Task requirements: Rewrite all of the material below as a JSON list of strings, with one string for each line and any blank lines omitted.

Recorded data
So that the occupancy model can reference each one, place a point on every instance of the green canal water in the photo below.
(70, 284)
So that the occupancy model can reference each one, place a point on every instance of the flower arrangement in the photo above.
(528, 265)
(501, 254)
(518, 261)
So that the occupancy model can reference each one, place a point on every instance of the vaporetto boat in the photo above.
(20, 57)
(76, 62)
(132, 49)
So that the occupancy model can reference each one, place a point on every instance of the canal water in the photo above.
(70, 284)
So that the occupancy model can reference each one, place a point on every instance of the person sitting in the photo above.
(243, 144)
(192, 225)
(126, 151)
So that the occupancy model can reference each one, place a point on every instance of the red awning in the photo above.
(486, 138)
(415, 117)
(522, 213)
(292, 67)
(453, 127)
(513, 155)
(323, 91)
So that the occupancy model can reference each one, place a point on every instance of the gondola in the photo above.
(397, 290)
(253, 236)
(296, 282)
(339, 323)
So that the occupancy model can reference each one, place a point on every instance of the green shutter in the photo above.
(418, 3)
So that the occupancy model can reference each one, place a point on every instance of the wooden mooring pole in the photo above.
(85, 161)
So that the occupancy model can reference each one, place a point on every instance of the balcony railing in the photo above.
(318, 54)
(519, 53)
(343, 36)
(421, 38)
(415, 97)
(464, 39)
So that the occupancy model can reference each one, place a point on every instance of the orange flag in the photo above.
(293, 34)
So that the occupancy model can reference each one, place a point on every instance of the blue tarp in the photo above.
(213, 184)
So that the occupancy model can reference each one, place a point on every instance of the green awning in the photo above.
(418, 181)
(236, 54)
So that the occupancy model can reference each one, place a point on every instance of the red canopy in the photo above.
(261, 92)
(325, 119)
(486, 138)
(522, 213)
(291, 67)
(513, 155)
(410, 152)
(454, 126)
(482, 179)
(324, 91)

Task output:
[
  "So that the occupancy model can reference each one, place a point on every instance of the green canal water in the photo below.",
  "(70, 284)",
  "So that the occupancy model can reference each one, place a point on every instance of the flower arrangement in the photo above.",
  "(528, 265)",
  "(501, 254)",
  "(518, 261)",
  "So that the occupancy model can reference each one, place a point on every instance of the vaporetto boat in the photo above.",
  "(20, 57)",
  "(76, 62)",
  "(132, 49)",
  "So that the occupancy model can reference each one, place a point on every instance of the canal water in the photo above.",
  "(70, 284)",
  "So that the occupancy model can reference each one, place a point on every instance of the person sitting in the photo above.",
  "(243, 144)",
  "(192, 225)",
  "(126, 151)",
  "So that the occupancy model can reference each one, place a point on every instance of the red awning in the photo above.",
  "(486, 138)",
  "(415, 117)",
  "(522, 213)",
  "(292, 67)",
  "(453, 127)",
  "(513, 155)",
  "(323, 91)",
  "So that the occupancy model can reference each one, place a point on every instance of the gondola in the photo above.",
  "(397, 290)",
  "(253, 236)",
  "(296, 282)",
  "(339, 323)",
  "So that the occupancy model can reference each one, place a point on every instance of the green shutter in the photo above.",
  "(418, 3)",
  "So that the occupancy model can reference each one, place a point on every instance of the wooden mooring pole in the photo above.",
  "(85, 161)",
  "So that the occupancy model can reference each one, place a point on every instance of the balcony railing in the photo above.",
  "(318, 54)",
  "(519, 53)",
  "(343, 36)",
  "(421, 38)",
  "(415, 97)",
  "(464, 39)",
  "So that the occupancy model can reference each one, place a point on every instance of the orange flag in the photo above.",
  "(293, 34)",
  "So that the occupancy model can reference each one, place a point on every instance of the blue tarp in the photo above.",
  "(213, 184)",
  "So that the occupancy model can reference each one, place a point on every instance of the green awning in the photo above.",
  "(418, 181)",
  "(236, 54)",
  "So that the occupancy model can reference each one, place a point on every instance of the red canopy in the photo above.",
  "(261, 92)",
  "(325, 119)",
  "(486, 138)",
  "(522, 213)",
  "(291, 67)",
  "(513, 155)",
  "(410, 152)",
  "(454, 126)",
  "(482, 179)",
  "(324, 91)"
]